U.S. Said to Pay Iraq Contractors in Cash

Ryan Lackey ryan at venona.com
Mon Feb 14 12:44:10 PST 2005


Everyone does this openly over here.  Anything less than $500k or so
isn't even worth thinking about, since as a kidnap victim, you're sold
for about that much.

I really don't see why it's worthy of an article.

I've been buying cash from other contractors, as well as providing
cash on a short-term loan or wire basis, and these activities are
common as well.

It would be a good environment to deploy various electronic payment
systems, but nothing is really up to snuff for the kind of things
people do here -- large sums, and making purchases from existing
online vendors.

Quoting R. A. Hettinga <rah at shipwright.com>:
> <http://news.yahoo.com/news?tmpl=story&cid=542&u=/ap/iraq_loose_cash&printer=1>
> 
> Yahoo!
> 
> 
> U.S. Said to Pay Iraq Contractors in Cash
> 
> 
> 
>  1 hour, 4 minutes ago
> 
> By LARRY MARGASAK, Associated Press Writer
> 
> WASHINGTON -  U.S. officials in postwar Iraq (news - web sites) paid a
> contractor by stuffing $2 million worth of crisp bills into his gunnysack
> and routinely made cash payments around Baghdad from a pickup truck, a
> former official with the U.S. occupation government says.
> 
> 
>  Because the country lacked a functioning banking system, contractors and
> Iraqi ministry officials were paid with bills taken from a basement vault
> in one of Saddam Hussein (news - web sites)'s palaces that served as
> headquarters for the Coalition Provisional Authority, former CPA official
> Frank Willis said.
> 
>  Officials from the CPA, which ruled Iraq from June 2003 to June 2004,
> would count the money when it left the vault, but nobody kept track of the
> cash after that, Willis said.
> 
>  "In sum: inexperienced officials, fear of decision-making, lack of
> communications, minimal security, no banks, and lots of money to spread
> around. This chaos I have referred to as a 'Wild West,'" Willis said in
> testimony he prepared to give Monday before a panel of Democratic senators
> who want to spotlight the waste of U.S. funds in Iraq.

ENTRIES SHOWN

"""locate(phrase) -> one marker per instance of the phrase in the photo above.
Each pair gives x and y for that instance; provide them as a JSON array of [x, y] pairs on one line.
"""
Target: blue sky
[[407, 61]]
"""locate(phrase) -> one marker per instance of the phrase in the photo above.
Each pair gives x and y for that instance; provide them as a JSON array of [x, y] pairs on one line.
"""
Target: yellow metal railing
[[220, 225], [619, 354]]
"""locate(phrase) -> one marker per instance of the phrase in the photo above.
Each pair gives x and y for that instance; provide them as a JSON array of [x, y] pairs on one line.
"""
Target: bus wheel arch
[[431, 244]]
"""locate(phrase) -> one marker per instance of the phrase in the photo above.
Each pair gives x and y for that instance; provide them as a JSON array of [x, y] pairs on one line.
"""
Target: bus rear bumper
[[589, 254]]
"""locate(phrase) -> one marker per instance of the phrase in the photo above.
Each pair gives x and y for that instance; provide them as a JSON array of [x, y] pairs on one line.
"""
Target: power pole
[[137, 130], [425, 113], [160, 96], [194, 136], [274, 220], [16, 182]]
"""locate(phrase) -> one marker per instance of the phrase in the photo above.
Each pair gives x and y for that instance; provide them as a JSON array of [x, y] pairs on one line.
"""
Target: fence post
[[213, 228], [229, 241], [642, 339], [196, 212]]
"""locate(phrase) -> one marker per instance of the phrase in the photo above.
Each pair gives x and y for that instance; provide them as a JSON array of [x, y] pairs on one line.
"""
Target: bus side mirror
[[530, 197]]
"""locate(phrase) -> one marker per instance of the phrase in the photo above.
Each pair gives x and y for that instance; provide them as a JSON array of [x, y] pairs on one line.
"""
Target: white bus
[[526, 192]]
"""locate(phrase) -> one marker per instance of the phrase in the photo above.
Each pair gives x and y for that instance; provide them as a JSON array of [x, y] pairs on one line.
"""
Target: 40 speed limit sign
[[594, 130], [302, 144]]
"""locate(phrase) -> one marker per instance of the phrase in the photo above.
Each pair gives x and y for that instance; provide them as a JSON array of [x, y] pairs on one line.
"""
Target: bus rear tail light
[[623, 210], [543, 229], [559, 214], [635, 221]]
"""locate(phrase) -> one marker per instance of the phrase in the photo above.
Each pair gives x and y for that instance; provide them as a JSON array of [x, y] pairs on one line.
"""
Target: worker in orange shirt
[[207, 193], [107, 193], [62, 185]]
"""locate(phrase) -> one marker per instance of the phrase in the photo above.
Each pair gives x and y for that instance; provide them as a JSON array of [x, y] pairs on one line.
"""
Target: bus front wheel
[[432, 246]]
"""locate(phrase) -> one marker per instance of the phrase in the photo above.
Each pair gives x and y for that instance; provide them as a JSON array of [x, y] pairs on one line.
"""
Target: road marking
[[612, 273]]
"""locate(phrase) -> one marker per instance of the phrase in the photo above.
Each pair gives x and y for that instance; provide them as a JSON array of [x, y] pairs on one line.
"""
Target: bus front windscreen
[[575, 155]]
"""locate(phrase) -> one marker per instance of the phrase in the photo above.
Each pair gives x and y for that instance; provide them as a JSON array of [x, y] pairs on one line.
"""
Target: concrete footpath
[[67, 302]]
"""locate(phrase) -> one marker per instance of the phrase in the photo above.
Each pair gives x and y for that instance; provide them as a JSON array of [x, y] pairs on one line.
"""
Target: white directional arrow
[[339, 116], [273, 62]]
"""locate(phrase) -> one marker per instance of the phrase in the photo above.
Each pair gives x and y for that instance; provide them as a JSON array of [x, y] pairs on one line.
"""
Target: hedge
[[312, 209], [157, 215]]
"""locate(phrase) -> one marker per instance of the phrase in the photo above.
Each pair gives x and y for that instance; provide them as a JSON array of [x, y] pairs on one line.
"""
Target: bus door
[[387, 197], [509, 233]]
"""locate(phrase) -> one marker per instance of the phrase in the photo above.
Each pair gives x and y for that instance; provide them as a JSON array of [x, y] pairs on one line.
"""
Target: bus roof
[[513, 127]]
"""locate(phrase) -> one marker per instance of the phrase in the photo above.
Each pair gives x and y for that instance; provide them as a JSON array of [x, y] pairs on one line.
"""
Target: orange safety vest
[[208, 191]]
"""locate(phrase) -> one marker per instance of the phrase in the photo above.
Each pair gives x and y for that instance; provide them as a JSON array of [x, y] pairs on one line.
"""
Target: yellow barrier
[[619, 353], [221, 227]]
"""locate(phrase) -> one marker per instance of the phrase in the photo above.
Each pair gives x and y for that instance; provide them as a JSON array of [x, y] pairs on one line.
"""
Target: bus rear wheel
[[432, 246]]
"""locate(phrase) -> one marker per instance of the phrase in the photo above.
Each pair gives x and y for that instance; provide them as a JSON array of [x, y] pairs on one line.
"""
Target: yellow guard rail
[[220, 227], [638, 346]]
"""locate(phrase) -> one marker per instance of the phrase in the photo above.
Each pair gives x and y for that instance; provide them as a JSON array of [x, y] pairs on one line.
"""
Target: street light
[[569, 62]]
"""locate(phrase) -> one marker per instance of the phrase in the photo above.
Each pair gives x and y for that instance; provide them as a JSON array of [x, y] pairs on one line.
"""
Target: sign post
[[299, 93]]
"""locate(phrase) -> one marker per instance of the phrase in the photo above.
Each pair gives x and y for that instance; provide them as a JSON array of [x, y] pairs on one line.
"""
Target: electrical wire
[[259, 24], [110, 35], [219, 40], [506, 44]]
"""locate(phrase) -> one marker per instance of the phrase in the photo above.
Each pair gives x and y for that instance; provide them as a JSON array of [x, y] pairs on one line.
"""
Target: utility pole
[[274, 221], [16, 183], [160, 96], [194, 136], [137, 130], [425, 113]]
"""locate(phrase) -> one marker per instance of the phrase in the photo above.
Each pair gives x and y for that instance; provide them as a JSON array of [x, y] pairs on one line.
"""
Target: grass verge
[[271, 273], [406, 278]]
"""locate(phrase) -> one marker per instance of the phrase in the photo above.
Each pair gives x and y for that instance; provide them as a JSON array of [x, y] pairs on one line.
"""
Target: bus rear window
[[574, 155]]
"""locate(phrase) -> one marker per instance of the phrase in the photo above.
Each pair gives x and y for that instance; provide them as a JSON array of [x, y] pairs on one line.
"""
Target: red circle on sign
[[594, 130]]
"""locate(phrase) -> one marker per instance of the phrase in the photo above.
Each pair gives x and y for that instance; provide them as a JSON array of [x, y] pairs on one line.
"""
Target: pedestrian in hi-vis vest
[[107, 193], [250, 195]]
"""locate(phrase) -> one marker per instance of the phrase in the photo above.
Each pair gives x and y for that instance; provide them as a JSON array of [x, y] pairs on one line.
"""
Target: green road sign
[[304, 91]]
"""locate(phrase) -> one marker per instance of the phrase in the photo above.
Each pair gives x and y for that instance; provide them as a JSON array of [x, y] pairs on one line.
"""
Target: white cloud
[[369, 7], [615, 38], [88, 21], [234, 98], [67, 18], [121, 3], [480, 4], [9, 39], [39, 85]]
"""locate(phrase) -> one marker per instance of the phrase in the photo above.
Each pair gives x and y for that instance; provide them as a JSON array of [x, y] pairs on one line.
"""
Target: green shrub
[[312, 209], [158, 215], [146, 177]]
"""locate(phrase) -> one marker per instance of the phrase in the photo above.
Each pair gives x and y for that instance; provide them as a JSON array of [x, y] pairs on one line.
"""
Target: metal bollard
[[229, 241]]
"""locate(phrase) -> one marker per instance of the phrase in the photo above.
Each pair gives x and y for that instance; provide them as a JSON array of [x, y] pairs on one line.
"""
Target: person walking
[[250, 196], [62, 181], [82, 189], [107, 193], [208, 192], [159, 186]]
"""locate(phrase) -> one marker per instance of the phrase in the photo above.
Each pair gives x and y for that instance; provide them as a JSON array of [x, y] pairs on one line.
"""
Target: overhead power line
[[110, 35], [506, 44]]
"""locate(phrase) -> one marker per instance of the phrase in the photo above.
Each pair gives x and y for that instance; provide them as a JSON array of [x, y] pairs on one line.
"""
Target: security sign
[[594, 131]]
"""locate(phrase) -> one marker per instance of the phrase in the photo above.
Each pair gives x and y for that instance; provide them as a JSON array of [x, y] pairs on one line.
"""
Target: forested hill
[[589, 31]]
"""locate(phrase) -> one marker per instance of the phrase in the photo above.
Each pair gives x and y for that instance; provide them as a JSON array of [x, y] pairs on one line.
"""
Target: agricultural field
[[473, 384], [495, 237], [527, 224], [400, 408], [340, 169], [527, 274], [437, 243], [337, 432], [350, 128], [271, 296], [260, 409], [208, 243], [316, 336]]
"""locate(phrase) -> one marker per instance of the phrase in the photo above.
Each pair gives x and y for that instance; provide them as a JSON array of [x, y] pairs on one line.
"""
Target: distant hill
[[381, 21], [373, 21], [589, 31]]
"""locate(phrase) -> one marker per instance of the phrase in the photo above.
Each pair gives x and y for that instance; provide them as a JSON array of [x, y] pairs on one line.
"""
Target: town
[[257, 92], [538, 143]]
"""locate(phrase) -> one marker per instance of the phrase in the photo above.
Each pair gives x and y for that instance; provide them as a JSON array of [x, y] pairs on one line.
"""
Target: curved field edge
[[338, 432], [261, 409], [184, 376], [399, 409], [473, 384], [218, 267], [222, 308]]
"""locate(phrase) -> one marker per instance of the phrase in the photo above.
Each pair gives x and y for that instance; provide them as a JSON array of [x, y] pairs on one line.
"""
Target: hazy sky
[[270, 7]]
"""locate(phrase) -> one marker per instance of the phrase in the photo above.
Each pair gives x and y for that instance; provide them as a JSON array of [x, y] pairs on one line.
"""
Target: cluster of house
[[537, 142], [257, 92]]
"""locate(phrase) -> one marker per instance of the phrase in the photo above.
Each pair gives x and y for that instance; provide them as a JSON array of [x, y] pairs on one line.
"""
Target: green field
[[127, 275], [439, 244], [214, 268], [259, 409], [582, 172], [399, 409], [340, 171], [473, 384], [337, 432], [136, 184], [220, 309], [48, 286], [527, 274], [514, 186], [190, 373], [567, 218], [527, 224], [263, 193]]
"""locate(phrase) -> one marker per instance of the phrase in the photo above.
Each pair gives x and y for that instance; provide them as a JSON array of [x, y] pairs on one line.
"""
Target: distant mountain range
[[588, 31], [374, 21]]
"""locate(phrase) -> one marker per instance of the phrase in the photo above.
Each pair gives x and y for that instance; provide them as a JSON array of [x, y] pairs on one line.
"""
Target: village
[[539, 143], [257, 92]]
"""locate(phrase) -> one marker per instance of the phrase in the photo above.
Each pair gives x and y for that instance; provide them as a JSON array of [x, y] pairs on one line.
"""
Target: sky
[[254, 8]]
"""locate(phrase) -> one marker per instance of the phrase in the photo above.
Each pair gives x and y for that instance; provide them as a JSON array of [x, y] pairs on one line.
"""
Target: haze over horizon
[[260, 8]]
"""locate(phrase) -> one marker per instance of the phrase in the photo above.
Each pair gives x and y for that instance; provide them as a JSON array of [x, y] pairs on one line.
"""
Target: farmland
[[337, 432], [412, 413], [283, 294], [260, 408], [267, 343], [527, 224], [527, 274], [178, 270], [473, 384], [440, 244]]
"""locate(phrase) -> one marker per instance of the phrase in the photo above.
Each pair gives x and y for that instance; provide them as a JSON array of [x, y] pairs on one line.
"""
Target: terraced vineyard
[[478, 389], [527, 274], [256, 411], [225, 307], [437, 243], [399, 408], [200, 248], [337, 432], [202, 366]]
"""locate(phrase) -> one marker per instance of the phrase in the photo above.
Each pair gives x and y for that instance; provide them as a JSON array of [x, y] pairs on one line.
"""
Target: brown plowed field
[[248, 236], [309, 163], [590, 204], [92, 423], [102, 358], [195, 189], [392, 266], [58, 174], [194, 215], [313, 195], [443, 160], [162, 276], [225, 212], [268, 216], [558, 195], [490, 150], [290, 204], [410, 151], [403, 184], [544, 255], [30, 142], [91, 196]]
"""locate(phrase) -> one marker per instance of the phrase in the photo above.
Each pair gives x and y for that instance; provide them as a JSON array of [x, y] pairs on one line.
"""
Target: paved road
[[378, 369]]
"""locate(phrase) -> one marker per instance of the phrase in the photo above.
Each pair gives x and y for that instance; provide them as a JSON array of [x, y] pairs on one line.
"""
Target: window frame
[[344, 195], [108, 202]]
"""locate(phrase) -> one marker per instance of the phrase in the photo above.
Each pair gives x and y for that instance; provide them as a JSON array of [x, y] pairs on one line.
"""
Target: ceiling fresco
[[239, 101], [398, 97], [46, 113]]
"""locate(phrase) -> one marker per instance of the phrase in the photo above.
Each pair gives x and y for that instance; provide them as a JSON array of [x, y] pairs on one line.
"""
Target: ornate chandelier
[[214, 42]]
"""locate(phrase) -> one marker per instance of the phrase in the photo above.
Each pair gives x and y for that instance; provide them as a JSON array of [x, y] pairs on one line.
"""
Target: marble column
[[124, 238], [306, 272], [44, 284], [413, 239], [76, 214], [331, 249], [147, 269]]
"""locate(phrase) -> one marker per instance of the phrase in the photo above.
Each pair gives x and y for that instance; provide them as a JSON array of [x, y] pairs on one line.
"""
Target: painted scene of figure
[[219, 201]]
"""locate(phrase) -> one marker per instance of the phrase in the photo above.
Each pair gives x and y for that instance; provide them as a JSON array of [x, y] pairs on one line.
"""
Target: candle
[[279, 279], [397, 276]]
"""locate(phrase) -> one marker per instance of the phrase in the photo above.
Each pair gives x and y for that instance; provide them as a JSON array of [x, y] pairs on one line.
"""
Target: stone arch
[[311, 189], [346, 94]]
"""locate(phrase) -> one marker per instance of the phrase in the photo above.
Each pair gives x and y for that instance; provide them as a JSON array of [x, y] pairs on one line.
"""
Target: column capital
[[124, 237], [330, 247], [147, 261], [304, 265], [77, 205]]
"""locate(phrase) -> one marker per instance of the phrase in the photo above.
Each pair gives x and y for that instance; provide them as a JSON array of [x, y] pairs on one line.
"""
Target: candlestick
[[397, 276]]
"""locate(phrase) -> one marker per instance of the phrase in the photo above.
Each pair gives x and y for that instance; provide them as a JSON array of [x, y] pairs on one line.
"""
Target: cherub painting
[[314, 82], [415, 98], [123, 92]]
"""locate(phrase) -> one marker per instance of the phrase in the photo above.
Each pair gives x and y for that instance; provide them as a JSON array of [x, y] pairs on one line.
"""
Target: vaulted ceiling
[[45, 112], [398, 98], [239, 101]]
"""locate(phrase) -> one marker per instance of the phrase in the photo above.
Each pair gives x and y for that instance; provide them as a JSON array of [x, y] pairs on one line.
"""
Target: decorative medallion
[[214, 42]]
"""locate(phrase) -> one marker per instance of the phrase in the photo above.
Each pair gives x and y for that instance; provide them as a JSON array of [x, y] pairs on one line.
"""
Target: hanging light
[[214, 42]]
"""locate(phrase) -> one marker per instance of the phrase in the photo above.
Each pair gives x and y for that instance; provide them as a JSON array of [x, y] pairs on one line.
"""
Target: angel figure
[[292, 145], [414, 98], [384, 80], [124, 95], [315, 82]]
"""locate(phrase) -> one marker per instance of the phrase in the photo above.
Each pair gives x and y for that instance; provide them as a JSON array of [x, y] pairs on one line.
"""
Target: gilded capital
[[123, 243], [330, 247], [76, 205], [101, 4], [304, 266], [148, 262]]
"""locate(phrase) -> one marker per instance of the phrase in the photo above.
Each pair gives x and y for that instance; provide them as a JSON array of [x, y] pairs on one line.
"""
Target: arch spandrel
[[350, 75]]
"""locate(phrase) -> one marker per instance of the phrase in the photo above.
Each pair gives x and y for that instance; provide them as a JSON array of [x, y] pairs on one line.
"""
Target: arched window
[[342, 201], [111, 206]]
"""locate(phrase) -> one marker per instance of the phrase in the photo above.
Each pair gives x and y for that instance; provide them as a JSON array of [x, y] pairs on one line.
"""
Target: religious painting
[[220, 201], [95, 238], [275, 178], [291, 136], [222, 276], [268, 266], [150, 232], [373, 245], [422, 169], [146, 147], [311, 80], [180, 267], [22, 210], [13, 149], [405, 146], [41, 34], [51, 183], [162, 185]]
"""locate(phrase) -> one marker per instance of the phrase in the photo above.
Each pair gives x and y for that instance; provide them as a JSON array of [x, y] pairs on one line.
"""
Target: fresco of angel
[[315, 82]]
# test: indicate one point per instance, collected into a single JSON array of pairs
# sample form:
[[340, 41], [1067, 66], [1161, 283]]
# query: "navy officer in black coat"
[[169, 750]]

WRITTEN TASKS
1 > In the post about paying Iraq contractors in cash, why were contractors and Iraqi ministry officials paid with bills from a basement vault? Answer in one to three sentences.
2 > List every problem Willis names in his "In sum" description of the chaos, from the post about paying Iraq contractors in cash.
3 > Write the next part of the post about paying Iraq contractors in cash, picking up after its last sentence.
The material has no connection to the post about paying Iraq contractors in cash.

PER-TASK OUTPUTS
1 > They were paid this way because the country lacked a functioning banking system. The cash came from a vault in one of Saddam Hussein's palaces that served as the Coalition Provisional Authority's headquarters.

2 >
- Inexperienced officials
- Fear of decision-making
- Lack of communications
- Minimal security
- No banks
- Lots of money to spread around

3 >
> 
>  A senior official in the 1980s at the State and Transportation departments
> under then-President Ronald Reagan (news - web sites), Willis provided The
> Associated Press with a copy of his testimony and answered questions in an
> interview.
> 
>  James Mitchell, spokesman for the special inspector general for Iraq
> reconstruction, told the AP that cash payments in Iraq were a problem when
> the occupation authority ran the country and they continue during the
> massive U.S.-funded reconstruction.
> 
>  "There are no capabilities to electronically transfer funds," Mitchell
> said. "This complicates the financial management of reconstruction projects
> and complicates our ability to follow the money."
> 
>  The Pentagon (news - web sites), which had oversight of the CPA, did not
> immediately comment in response to requests Friday and over the weekend.
> But the administrator of the former U.S. occupation agency, L. Paul Bremer
> III, in response to a recent federal audit criticizing the CPA, strongly
> defended the agency's financial practices.
> 
>  Bremer said auditors mistakenly assumed that "Western-style budgeting and
> accounting procedures could be immediately and fully implemented in the
> midst of a war."
> 
>  When the authority took over the country in 2003, Bremer said, there was
> no functioning Iraqi government and services were primitive or nonexistent.
> He said the U.S. strategy was "to transfer to the Iraqis as much
> responsibility as possible as quickly as possible, including responsibility
> for the Iraqi budget."
> 
>  Iraq's economy was "dead in the water" and the priority "was to get the
> economy going," Bremer said.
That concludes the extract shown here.